── Dataset entries

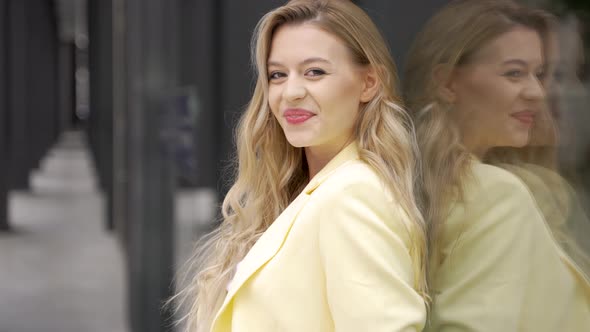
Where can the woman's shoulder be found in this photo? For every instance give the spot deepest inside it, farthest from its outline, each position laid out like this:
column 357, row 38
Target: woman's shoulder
column 354, row 174
column 488, row 180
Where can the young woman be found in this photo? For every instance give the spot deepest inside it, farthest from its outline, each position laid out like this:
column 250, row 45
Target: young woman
column 321, row 231
column 473, row 79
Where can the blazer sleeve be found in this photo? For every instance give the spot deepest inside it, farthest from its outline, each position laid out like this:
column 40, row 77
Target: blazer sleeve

────

- [Exercise details]: Leave out the pictures and output the rest of the material exactly as written.

- [Exercise result]:
Where can the woman's shoulder be found in this photo? For every instance give the spot deepest inside it, farthest from its outline, each position laid out like this:
column 357, row 38
Target: woman's shoulder
column 354, row 174
column 488, row 180
Where can the young woman be found in this photo? For every instance give the spot deepest inside it, farthest from its outline, each position laid out like this:
column 250, row 45
Target: young woman
column 321, row 231
column 473, row 79
Where can the blazer sleeve be found in this photo? For every instance give the spot deepest inside it, farthest from its outline, each position laid out like this:
column 40, row 77
Target: blazer sleeve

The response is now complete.